Dataset entries –
══════

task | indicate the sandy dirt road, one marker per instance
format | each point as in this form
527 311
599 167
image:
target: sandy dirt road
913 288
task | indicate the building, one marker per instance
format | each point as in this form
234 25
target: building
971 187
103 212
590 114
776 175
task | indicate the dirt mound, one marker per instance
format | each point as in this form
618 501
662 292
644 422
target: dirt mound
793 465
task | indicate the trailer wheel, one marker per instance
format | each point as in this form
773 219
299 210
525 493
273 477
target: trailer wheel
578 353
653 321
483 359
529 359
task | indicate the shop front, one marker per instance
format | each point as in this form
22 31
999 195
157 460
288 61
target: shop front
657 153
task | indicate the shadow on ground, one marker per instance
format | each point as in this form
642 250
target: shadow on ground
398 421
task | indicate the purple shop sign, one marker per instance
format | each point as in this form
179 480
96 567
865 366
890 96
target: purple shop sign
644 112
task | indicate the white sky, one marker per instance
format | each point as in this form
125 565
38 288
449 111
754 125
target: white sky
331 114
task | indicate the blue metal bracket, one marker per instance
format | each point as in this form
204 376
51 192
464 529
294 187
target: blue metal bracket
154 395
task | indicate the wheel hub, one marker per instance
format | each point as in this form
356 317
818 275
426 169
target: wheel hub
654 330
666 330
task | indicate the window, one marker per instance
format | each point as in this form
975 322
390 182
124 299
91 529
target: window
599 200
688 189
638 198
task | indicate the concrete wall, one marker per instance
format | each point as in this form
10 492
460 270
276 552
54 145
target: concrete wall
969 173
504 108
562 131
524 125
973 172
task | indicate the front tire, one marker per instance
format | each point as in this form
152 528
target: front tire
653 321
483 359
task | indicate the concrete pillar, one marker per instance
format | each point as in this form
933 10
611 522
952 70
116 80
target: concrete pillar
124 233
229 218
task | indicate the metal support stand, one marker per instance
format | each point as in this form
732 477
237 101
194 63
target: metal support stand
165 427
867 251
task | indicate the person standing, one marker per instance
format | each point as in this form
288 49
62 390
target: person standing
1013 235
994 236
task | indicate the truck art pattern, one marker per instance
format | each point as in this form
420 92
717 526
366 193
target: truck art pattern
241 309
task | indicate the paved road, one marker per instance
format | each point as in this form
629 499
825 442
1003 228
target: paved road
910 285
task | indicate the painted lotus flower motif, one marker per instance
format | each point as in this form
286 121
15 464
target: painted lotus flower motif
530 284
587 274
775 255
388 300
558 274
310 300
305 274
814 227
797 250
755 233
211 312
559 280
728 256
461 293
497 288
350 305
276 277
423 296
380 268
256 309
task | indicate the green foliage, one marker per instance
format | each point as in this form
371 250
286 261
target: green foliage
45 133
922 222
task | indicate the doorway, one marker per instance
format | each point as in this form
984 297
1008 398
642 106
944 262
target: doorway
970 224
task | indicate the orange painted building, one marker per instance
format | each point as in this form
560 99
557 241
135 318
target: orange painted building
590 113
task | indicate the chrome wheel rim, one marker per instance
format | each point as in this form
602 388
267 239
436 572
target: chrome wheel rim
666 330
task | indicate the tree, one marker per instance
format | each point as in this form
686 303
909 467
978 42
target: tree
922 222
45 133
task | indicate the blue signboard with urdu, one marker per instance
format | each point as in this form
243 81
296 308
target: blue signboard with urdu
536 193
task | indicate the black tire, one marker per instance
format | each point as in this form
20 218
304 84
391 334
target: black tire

══════

Reproduce every row above word for word, with no changes.

task | indicate the sandy dirt road, one marker per instance
format | each point as in this form
527 311
599 167
image:
target: sandy dirt road
913 288
task | indicate the building, one marker per instance
format | each point as in this form
234 25
target: building
971 187
103 212
590 114
776 175
task | indicate the dirt mound, one marker per instance
format | each point as in this form
618 501
662 292
644 422
target: dirt mound
793 465
task | indicate the trailer wheel, one marker per instance
format | each point as in this form
773 219
299 210
525 493
273 477
target: trailer wheel
578 353
653 321
483 359
529 359
task | indicate the shop front, one marker per instance
format | each point as in this form
22 31
999 195
157 460
288 61
target: shop front
657 153
task | indicate the shadow on ground, one marker per instance
format | each point as in this form
642 250
target: shadow on ground
398 421
task | indicate the purple shop sign, one marker per instance
format | each point as in this form
179 480
96 567
865 366
890 96
target: purple shop sign
644 112
task | indicate the white sky, one marker per instance
format | each point as in this form
125 565
38 288
449 111
754 125
target: white sky
331 114
task | indicate the blue metal bracket, one marker per instance
format | each point as in this form
204 376
51 192
464 529
294 187
target: blue metal bracket
154 395
task | indicate the wheel hub, one marker per instance
format | each point as in this form
356 317
818 275
426 169
target: wheel hub
654 330
666 330
task | indicate the window, one marker per instance
format | each point as in this form
975 322
390 182
124 299
91 529
target: window
599 200
688 189
638 198
task | indicate the concrete wall, one marker per instance
format | each point as in this form
10 492
460 270
276 552
54 145
target: concrete wall
969 173
504 108
562 131
524 125
973 172
task | indicate the front tire, one marker per instance
format | each point as in this form
152 528
target: front tire
653 321
483 359
task | indicate the concrete pillar, one marker per instance
format | each point as in this form
933 10
611 522
952 70
116 80
target: concrete pillar
124 233
229 218
task | indicate the metal support stand, one marker per instance
format | each point as in this form
732 477
237 101
194 63
target: metal support stand
165 427
867 251
task | indicate the person standing, one marker per instance
format | each point as in this form
288 49
62 390
target: person standing
1013 235
994 236
task | indicate the truck art pattern, one marker per instance
format | each point as in this form
420 92
717 526
366 193
target: truck art pattern
241 309
task | indicate the paved road, one marker per instance
format | each point as in this form
629 499
825 442
1003 228
target: paved road
910 285
task | indicate the painted lotus flower motif, one marker per instance
format | each point as in this form
286 121
15 464
target: painted lotus flower motif
530 284
587 274
775 255
388 300
558 274
310 300
305 274
814 227
797 250
755 233
211 312
559 280
728 256
461 293
497 288
350 305
276 277
423 296
380 268
256 309
task | indicate the green foliage, one marker per instance
format | each point as in this form
371 250
286 261
target: green foliage
45 133
922 222
task | indicate the doorway, one marker per instance
format | each point as in this form
984 297
1008 398
642 106
944 262
target: doorway
970 224
task | indicate the orange painted building, one marker per instance
format | each point as in this form
560 99
557 241
135 318
target: orange painted building
590 113
task | indicate the chrome wheel rim, one marker per instance
format | each point as in this form
602 388
267 239
436 572
target: chrome wheel rim
666 330
task | indicate the tree, one marker per instance
format | each point as in this form
686 303
909 467
978 42
target: tree
922 222
45 133
task | indicate the blue signboard with urdu, one marker per instance
format | each point as in this form
243 81
296 308
target: blue signboard with urdu
536 193
task | indicate the black tire, one marker per instance
format | each point as in this form
20 218
304 84
391 334
target: black tire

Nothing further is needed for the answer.